[Excerpts of location labeling data]
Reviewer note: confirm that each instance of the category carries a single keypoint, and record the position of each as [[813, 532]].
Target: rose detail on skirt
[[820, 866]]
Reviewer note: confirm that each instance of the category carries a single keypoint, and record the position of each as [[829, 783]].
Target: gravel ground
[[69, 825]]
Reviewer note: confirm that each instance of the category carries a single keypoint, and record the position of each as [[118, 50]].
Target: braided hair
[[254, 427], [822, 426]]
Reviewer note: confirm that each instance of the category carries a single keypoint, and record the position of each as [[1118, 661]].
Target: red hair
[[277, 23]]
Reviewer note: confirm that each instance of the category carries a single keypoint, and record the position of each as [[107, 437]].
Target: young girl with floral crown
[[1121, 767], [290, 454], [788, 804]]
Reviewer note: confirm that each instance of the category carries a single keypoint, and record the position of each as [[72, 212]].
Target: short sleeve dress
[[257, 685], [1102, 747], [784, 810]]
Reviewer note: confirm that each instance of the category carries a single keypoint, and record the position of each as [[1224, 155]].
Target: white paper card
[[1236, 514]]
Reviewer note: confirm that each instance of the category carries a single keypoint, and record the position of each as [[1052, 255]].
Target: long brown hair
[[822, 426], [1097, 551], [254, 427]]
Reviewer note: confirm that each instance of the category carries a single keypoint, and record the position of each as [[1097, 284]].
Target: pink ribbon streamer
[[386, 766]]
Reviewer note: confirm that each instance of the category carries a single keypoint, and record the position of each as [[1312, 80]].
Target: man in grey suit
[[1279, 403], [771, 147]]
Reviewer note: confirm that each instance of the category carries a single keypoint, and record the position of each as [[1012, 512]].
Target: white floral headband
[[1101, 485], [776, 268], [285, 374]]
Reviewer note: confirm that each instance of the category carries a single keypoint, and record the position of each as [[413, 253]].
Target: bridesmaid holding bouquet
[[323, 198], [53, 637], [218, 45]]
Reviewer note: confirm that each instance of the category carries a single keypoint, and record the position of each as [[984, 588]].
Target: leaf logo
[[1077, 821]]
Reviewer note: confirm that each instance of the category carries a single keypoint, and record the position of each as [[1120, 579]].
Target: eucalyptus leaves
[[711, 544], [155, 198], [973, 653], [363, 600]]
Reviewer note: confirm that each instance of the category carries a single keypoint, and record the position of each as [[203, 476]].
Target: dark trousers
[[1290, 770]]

## What needs to be done
Please rewrite the listing above with "Reviewer note" switched to "Annotator note" everywhere it occurs, leaving everything else unchanged.

## Task output
Annotator note: confirm that each instance of the category carries a single keypoint, and record the position of each as [[813, 532]].
Target: rose detail on skirt
[[820, 866]]
Annotator note: confirm that each instance of the category carries a single keypoint, and record the position of each as [[829, 783]].
Target: gravel ground
[[69, 825]]
Annotator note: confirm that each instance of the category carries a single keypoint, and record the position of each as [[118, 50]].
Target: braided hair
[[254, 427], [822, 426]]
Annotator note: confirm that each instance of the category carries a single keypoint, and record the position of each as [[1118, 661]].
Target: red hair
[[277, 23]]
Annotator note: confirm that each instance of the category carries a single keypoint, and record the position of each as [[107, 437]].
Target: young girl with floral crown
[[1121, 767], [290, 454], [788, 804]]
Annotator note: confirm that each instance of the category carries a single keypoint, and record the position of each as [[72, 212]].
Target: short sleeve dress
[[257, 685], [1102, 747], [784, 810]]
Annotator note: confirm that each instance of the category carries a single keypoint, and record the position of each as [[1224, 155]].
Target: white paper card
[[1236, 514]]
Annotator note: confirm that each instance of the category carries a single keypoint, and record the position of each as [[1052, 255]].
Target: long brown hair
[[822, 426], [1097, 551], [254, 427]]
Annotator note: confirm that each instance of the category carries a single keypoint, and record the position of each as [[1097, 284]].
Target: pink ribbon streamer
[[386, 766]]
Annotator note: confirm that each instance of the category carries a single keypoint, and record the position of each as [[1312, 80]].
Target: man in grey suit
[[1279, 403], [771, 147]]
Annotator note: confirm that each instance of the category carries a single keypoint, and record the position of each as [[1012, 512]].
Target: white floral headband
[[1101, 485], [776, 268], [285, 374]]
Annotator note: confirm that each instance of the category carries a single keypoint, and record the position of each as [[413, 253]].
Target: bridesmaid holding bouquet
[[323, 198], [53, 637], [218, 45]]
Annotator note: confirm that each instance of the category carries a single keypoint, and record the position of each as [[984, 588]].
Target: leaf logo
[[1077, 821]]
Annotator note: confirm that each instance of the category carries a single keypoint, and record the position of each as [[1120, 579]].
Target: eucalyptus leaves
[[711, 544], [155, 198], [973, 653], [363, 600]]
Annotator note: confirm that each instance of the category carries a single keypoint, and record the position of each as [[203, 476]].
Target: dark trousers
[[1290, 770]]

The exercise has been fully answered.